### PASSAGE
+ + + + + + +

In connection with housing schemes, it sometimes happens that delays which are avoidable or sometimes unavoidable occur and that much additional expense is placed upon local bodies before sanction is forthcoming. I do not blame the Department for the delay, because I am aware of the fact that, although it sanctions plans and specifications for housing schemes, they have to wait until sanction is procured from the Minister for Finance. In a scheme in Dundalk the delay of a month or two meant a difference of from £400 to £500, and meant a loss, as a result of which the council was obliged to put an additional 5d. or 6d. on the rents of £30 houses. Where the Department and the Minister for Finance have reason to believe that a housing scheme is all right, no undue delay should occur, especially at a time like the present, when prices of materials go up and down in a very short space of time.
I also want to draw the attention of the Minister to his action recently in only allowing 15 per cent. for a certain housing scheme which the Urban Council of Dundalk put up a year or so ago. In the year 1935-36 the council formulated a scheme for the building of 48 houses on St. Alphonsus Road. The conditions governing housing schemes carried out by local authorities, so far as I understand them, are: that there is a grant of 66? per cent. given in the case of houses which are built to re-house people from unhealthy areas, and a grant of 33? per cent. for what one may call normal housing schemes. I am a member of the Dundalk Urban Council, and we thought that the time had arrived when houses to suit the needs of artisans should be built. We thought that no house could be too good for the working man if he was in a position to pay for it, and, consequently, we decided to build these 48 houses. The only difference between them and the other types of houses in respect of which we are entitled to receive 33? per cent. from the Department of Local Government is the addition of a bathroom. Considering all that has been said about the importance of health, and all the money that has been expended in providing sewerage and water schemes with a view to improving the health of the people, we thought that we would have been commended for our efforts in having a bath-room provided in each of these 48 houses.

+ + + + + + +

List every sum of money that appears in the speech on housing schemes above.

### MATERIAL
+ + + + + + +

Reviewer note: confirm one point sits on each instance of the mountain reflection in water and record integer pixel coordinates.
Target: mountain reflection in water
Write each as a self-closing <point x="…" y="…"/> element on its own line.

+ + + + + + +

### THE OUTPUT
£400, £500, 5d., 6d., £30